## ACTIVITY
Determine the number of lines in these entries that hold the word "flower". Give the number and nothing more.

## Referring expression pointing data
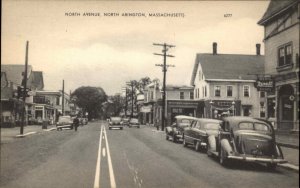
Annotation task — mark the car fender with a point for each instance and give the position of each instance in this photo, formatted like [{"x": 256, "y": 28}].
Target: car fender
[
  {"x": 212, "y": 143},
  {"x": 225, "y": 145}
]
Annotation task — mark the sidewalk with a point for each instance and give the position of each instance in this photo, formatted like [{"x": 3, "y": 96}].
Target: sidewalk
[{"x": 9, "y": 134}]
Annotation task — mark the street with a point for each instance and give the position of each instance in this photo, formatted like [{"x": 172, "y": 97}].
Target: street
[{"x": 97, "y": 157}]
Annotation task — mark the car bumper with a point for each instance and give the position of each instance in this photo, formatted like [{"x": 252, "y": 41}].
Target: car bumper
[{"x": 257, "y": 159}]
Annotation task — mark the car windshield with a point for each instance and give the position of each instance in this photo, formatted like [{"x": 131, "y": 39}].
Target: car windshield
[
  {"x": 134, "y": 120},
  {"x": 64, "y": 119},
  {"x": 212, "y": 126},
  {"x": 254, "y": 126},
  {"x": 115, "y": 119}
]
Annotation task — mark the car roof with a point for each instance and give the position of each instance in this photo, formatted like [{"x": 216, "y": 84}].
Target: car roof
[
  {"x": 207, "y": 120},
  {"x": 235, "y": 120},
  {"x": 185, "y": 117}
]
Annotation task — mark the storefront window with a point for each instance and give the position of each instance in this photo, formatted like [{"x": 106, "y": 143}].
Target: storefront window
[{"x": 217, "y": 91}]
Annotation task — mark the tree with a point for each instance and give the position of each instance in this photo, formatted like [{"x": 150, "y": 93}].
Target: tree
[{"x": 90, "y": 99}]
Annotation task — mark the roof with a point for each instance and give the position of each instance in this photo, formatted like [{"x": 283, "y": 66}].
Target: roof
[
  {"x": 14, "y": 72},
  {"x": 275, "y": 8},
  {"x": 228, "y": 66}
]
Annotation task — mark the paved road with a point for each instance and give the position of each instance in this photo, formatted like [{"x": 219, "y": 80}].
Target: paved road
[{"x": 130, "y": 158}]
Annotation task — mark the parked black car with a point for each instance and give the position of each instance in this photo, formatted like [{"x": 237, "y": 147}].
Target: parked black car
[
  {"x": 115, "y": 122},
  {"x": 246, "y": 139},
  {"x": 198, "y": 132},
  {"x": 134, "y": 122},
  {"x": 175, "y": 131}
]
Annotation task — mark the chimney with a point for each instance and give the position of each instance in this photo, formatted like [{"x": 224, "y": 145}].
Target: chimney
[
  {"x": 257, "y": 49},
  {"x": 214, "y": 48}
]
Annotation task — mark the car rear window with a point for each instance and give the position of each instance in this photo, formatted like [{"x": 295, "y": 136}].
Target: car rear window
[
  {"x": 64, "y": 119},
  {"x": 254, "y": 126},
  {"x": 134, "y": 120},
  {"x": 116, "y": 119},
  {"x": 212, "y": 126}
]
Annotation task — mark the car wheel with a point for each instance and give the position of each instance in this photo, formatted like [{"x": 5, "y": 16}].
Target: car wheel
[
  {"x": 197, "y": 146},
  {"x": 184, "y": 143},
  {"x": 222, "y": 158},
  {"x": 271, "y": 166}
]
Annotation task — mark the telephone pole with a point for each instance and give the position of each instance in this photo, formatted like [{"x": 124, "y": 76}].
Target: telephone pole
[
  {"x": 24, "y": 91},
  {"x": 164, "y": 66},
  {"x": 63, "y": 99}
]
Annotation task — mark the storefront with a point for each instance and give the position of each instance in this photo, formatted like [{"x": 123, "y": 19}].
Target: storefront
[
  {"x": 217, "y": 109},
  {"x": 188, "y": 108}
]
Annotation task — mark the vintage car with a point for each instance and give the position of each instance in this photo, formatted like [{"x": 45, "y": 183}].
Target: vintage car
[
  {"x": 64, "y": 122},
  {"x": 175, "y": 131},
  {"x": 199, "y": 131},
  {"x": 125, "y": 121},
  {"x": 246, "y": 139},
  {"x": 134, "y": 122},
  {"x": 115, "y": 122}
]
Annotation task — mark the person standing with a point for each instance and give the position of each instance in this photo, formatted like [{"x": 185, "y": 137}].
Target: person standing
[{"x": 76, "y": 123}]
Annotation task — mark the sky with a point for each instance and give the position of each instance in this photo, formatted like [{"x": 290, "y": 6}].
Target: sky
[{"x": 108, "y": 51}]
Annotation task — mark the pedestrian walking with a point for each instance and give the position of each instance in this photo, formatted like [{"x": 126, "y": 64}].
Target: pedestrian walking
[{"x": 76, "y": 123}]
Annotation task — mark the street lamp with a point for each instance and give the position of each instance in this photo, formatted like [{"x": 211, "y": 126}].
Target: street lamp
[
  {"x": 211, "y": 112},
  {"x": 233, "y": 110}
]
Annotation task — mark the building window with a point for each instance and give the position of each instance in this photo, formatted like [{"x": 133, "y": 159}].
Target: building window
[
  {"x": 217, "y": 91},
  {"x": 229, "y": 91},
  {"x": 181, "y": 95},
  {"x": 246, "y": 91},
  {"x": 191, "y": 95},
  {"x": 262, "y": 110},
  {"x": 285, "y": 55}
]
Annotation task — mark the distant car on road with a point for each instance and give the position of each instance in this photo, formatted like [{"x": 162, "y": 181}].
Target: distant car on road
[
  {"x": 199, "y": 131},
  {"x": 115, "y": 122},
  {"x": 125, "y": 121},
  {"x": 246, "y": 139},
  {"x": 64, "y": 122},
  {"x": 134, "y": 122},
  {"x": 175, "y": 131}
]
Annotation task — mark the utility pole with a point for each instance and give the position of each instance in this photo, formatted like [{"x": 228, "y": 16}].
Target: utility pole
[
  {"x": 24, "y": 91},
  {"x": 164, "y": 66},
  {"x": 131, "y": 99},
  {"x": 63, "y": 99}
]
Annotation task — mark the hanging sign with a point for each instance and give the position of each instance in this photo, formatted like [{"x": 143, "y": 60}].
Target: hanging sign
[{"x": 265, "y": 84}]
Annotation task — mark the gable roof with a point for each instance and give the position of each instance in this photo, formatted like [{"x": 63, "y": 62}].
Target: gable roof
[
  {"x": 228, "y": 66},
  {"x": 14, "y": 72},
  {"x": 275, "y": 8},
  {"x": 36, "y": 80}
]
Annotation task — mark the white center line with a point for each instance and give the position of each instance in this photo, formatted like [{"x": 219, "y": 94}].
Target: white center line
[
  {"x": 97, "y": 174},
  {"x": 110, "y": 168},
  {"x": 103, "y": 152}
]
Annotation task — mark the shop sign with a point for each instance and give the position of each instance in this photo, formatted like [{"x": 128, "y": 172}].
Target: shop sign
[{"x": 264, "y": 84}]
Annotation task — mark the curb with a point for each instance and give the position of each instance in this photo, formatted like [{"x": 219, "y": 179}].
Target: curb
[{"x": 289, "y": 166}]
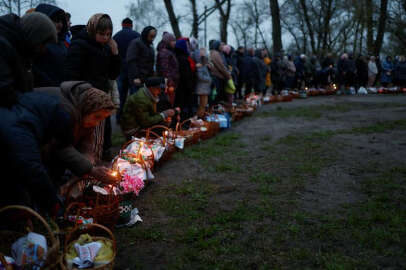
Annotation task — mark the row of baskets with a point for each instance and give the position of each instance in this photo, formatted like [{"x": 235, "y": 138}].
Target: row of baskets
[
  {"x": 19, "y": 221},
  {"x": 96, "y": 214}
]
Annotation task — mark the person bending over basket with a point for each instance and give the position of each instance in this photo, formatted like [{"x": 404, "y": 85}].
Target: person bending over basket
[
  {"x": 87, "y": 107},
  {"x": 140, "y": 109}
]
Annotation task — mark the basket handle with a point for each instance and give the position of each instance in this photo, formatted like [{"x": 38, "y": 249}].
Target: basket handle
[
  {"x": 179, "y": 125},
  {"x": 34, "y": 214},
  {"x": 148, "y": 135},
  {"x": 169, "y": 130},
  {"x": 3, "y": 260},
  {"x": 87, "y": 227}
]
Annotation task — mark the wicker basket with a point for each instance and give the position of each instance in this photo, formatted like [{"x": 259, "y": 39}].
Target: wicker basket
[
  {"x": 23, "y": 220},
  {"x": 192, "y": 136},
  {"x": 287, "y": 98},
  {"x": 104, "y": 209},
  {"x": 97, "y": 232},
  {"x": 168, "y": 142}
]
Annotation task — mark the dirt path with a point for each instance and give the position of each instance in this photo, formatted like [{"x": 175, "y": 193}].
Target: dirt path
[{"x": 316, "y": 184}]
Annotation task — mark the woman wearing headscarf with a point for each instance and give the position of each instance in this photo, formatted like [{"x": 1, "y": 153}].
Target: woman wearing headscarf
[
  {"x": 87, "y": 108},
  {"x": 219, "y": 69},
  {"x": 167, "y": 64},
  {"x": 184, "y": 93},
  {"x": 93, "y": 57},
  {"x": 48, "y": 68},
  {"x": 141, "y": 58}
]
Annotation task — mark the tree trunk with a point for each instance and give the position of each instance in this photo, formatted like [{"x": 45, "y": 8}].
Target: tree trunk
[
  {"x": 172, "y": 18},
  {"x": 361, "y": 40},
  {"x": 370, "y": 26},
  {"x": 355, "y": 43},
  {"x": 224, "y": 17},
  {"x": 276, "y": 27},
  {"x": 308, "y": 25},
  {"x": 326, "y": 26},
  {"x": 195, "y": 24},
  {"x": 381, "y": 26}
]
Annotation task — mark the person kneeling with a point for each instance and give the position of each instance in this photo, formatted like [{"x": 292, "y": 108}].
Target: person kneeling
[{"x": 140, "y": 109}]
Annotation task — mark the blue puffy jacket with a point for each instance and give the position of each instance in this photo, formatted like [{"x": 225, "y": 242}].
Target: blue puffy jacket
[{"x": 35, "y": 121}]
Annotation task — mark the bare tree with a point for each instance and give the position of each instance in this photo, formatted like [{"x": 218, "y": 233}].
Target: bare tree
[
  {"x": 381, "y": 26},
  {"x": 18, "y": 6},
  {"x": 276, "y": 26},
  {"x": 224, "y": 18},
  {"x": 145, "y": 12},
  {"x": 172, "y": 18},
  {"x": 199, "y": 18}
]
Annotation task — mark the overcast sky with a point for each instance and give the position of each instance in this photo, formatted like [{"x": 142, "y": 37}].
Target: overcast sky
[{"x": 82, "y": 10}]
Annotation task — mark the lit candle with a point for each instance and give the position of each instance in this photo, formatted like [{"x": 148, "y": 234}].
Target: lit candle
[
  {"x": 165, "y": 135},
  {"x": 139, "y": 150}
]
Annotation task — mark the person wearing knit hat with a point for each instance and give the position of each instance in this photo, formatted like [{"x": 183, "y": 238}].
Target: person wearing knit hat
[
  {"x": 141, "y": 58},
  {"x": 123, "y": 39},
  {"x": 38, "y": 30},
  {"x": 20, "y": 40},
  {"x": 140, "y": 111}
]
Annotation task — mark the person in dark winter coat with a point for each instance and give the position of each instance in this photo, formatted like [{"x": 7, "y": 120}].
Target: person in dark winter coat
[
  {"x": 87, "y": 107},
  {"x": 362, "y": 71},
  {"x": 48, "y": 68},
  {"x": 300, "y": 64},
  {"x": 352, "y": 72},
  {"x": 343, "y": 72},
  {"x": 277, "y": 75},
  {"x": 248, "y": 69},
  {"x": 94, "y": 57},
  {"x": 32, "y": 122},
  {"x": 231, "y": 60},
  {"x": 167, "y": 64},
  {"x": 326, "y": 75},
  {"x": 241, "y": 72},
  {"x": 387, "y": 71},
  {"x": 141, "y": 58},
  {"x": 219, "y": 69},
  {"x": 184, "y": 93},
  {"x": 261, "y": 70},
  {"x": 140, "y": 111},
  {"x": 123, "y": 39},
  {"x": 20, "y": 40}
]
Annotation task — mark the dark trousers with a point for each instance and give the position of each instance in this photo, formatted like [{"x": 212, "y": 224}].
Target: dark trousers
[
  {"x": 107, "y": 144},
  {"x": 238, "y": 91},
  {"x": 123, "y": 85}
]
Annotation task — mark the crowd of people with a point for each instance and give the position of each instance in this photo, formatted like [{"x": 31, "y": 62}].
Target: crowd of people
[{"x": 60, "y": 85}]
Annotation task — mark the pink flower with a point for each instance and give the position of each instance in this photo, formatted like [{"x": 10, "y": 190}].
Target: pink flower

## RESULT OF THIS EXERCISE
2